DOCUMENT SECTION:
++++++++

The drag coeffiencents were determined on earth, and they shouldn't have change - one of many, many unresolved landing anomalies. Notice that you cannot use acceleration to derive velocity and visa versa unless the wind gradients are also constrained, which they were not. Phoenix will have both Doppler and radar telemetry data throughout the descent; and without a drag coefficient to blame it on, mission scientists will not understand why the probe fell so fast in the upper atmosphere. (They used a major league downdraft to model the rapid descent of the Jupiter probe, I guess that is always an option.)

Pathfinder Parachute:

http://techreports.larc.nasa.gov/ltr...-2003-2126.pdf

Quote:
Flight reconstruction of the entry using MPF flight accelerometer data revealed that Pathfinder decelerated faster than predicted based on the estimated value of the MPF parachute CD of 0.50; a value which was determined from low altitude Earth flight tests and wind tunnel data during the development of the MPF parachute (see Ref. 3). An explanation of this underperformance of the MPF parachute system from that which was predicted is still not known.

From the Viking descent reports:

http://techreports.larc.nasa.gov/ltr...6-cr159388.pdf

Quote:
the Acceleration Vector inclination was expected to be ~ -1.0m but it was measured at –1.12 and –1.13
- that's 12-13%

Errors in Viking Lander Atmospheric Profiles Discovered Using MOLA Topography
Withers, Paul; Lorenz, R. D.; Neumann, G. A.
NASA Center for AeroSpace Information (CASI)
Lunar and Planetary Science XXXIII, LPI-Contrib-1109 , 20020401; April 2002

Quote:
Originally Posted by Withers
Each Viking lander measured a topographic profile during entry. Comparing to MOLA (Mars Orbiter Laser Altimeter), we find a vertical error of 1-2 km in the Viking trajectory. This introduces a systematic error of 10-20% in the Viking densities and pressures at a given altitude. Additional information is contained in the original extended abstract.

++++++++

Photo-based point labeling entries:
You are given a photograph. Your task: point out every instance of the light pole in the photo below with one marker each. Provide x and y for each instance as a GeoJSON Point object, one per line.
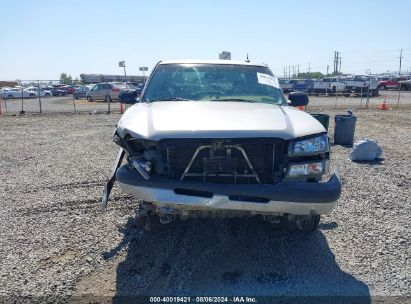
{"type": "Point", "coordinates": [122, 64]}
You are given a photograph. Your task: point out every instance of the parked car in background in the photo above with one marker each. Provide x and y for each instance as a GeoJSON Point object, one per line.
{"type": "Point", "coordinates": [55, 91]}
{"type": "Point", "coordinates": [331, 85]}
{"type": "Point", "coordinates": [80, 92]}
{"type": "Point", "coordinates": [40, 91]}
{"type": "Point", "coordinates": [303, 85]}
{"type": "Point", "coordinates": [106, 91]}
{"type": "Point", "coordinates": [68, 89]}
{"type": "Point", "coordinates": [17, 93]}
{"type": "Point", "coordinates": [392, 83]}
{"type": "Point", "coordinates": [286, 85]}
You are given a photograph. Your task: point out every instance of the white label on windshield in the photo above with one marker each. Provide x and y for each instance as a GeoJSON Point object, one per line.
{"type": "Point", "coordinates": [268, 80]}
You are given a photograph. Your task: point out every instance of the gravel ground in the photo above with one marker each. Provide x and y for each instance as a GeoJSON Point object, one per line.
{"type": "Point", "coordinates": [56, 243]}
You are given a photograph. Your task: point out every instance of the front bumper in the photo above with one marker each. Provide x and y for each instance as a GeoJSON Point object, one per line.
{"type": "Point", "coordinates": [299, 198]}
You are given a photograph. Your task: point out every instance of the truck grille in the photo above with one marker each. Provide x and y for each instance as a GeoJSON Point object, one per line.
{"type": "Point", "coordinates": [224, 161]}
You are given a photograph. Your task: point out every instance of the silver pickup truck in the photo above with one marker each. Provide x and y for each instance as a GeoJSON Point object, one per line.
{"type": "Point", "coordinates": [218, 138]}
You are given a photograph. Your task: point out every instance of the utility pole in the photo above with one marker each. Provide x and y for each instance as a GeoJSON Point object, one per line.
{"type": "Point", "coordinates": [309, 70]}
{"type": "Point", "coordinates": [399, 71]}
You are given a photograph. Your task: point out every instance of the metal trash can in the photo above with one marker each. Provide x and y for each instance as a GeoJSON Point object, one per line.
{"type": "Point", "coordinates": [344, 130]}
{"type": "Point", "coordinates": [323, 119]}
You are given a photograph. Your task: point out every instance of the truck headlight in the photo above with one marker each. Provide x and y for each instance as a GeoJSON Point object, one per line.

++++++++

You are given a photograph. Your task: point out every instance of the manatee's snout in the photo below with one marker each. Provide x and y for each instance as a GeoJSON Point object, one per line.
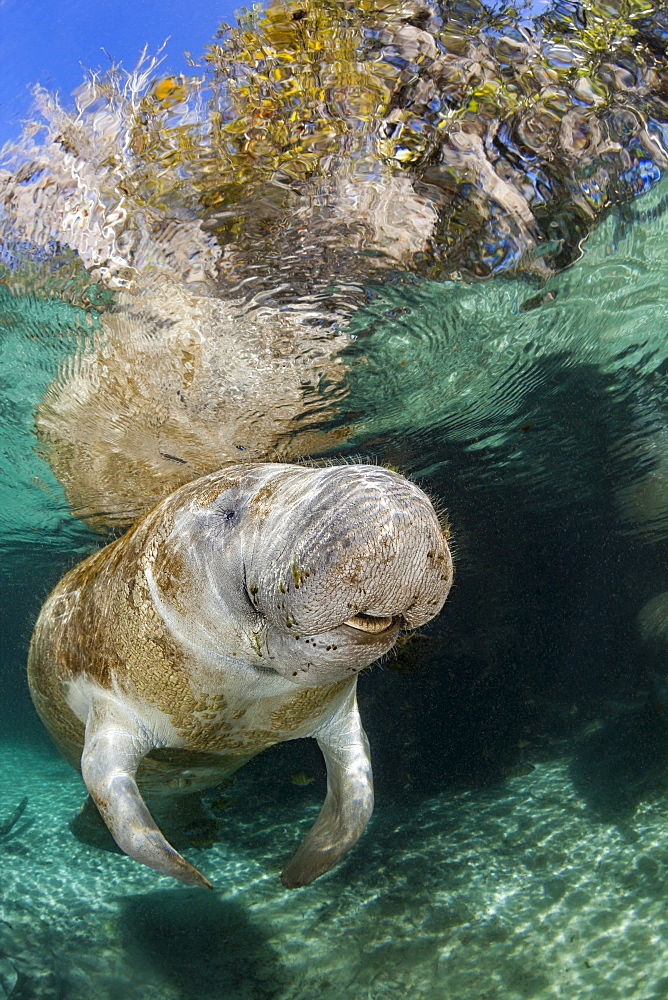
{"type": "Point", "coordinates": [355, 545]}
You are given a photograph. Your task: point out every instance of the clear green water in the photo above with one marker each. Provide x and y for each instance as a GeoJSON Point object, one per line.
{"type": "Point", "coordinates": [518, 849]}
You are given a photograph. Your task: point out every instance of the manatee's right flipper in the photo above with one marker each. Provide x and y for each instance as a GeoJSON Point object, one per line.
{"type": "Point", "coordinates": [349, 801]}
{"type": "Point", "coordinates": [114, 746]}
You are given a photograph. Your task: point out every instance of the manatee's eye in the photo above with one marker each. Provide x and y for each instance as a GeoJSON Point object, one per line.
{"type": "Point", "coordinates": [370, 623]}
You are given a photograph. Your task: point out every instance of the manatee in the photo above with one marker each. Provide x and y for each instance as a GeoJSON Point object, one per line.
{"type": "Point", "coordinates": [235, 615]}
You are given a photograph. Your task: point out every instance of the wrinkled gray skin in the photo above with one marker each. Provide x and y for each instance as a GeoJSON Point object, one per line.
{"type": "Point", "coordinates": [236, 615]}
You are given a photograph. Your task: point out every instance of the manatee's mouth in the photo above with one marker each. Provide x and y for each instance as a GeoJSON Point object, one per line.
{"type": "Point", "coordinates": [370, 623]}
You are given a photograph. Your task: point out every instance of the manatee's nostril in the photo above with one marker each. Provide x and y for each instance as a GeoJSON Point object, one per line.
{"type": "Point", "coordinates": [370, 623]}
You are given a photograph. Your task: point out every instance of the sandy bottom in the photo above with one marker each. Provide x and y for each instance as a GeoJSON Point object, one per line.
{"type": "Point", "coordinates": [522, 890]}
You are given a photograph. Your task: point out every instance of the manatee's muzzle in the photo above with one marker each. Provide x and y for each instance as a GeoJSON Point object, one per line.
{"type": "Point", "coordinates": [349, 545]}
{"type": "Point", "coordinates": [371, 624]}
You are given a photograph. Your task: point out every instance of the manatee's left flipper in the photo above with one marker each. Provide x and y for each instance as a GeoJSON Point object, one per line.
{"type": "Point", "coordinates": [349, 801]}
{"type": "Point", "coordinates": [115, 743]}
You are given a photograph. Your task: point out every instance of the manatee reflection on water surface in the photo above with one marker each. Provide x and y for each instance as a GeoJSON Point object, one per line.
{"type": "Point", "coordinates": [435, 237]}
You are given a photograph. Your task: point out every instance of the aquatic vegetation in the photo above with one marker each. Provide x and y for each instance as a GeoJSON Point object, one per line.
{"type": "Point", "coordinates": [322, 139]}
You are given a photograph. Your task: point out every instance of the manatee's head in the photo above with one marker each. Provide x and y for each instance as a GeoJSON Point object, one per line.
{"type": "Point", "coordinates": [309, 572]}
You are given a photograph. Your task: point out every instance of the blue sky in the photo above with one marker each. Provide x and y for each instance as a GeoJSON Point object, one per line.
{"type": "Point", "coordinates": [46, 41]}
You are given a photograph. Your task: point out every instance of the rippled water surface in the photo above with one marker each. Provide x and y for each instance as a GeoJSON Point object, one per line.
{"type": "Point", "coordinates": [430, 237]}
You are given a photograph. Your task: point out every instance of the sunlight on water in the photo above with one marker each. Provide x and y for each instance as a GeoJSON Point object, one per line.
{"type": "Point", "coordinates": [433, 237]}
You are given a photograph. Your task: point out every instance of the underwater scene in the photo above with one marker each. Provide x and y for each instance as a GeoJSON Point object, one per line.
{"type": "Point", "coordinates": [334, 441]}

++++++++

WHAT YOU WILL DO:
1/ In the post on Mars descent anomalies, what was the estimated drag coefficient of the Mars Pathfinder parachute?
2/ Translate this sentence from the post on Mars descent anomalies into French: "Each Viking lander measured a topographic profile during entry."
These entries have no connection to the post on Mars descent anomalies.

SOLUTIONS PER TASK:
1/ It was estimated at 0.50.

2/ Chaque atterrisseur Viking a mesuré un profil topographique pendant l'entrée.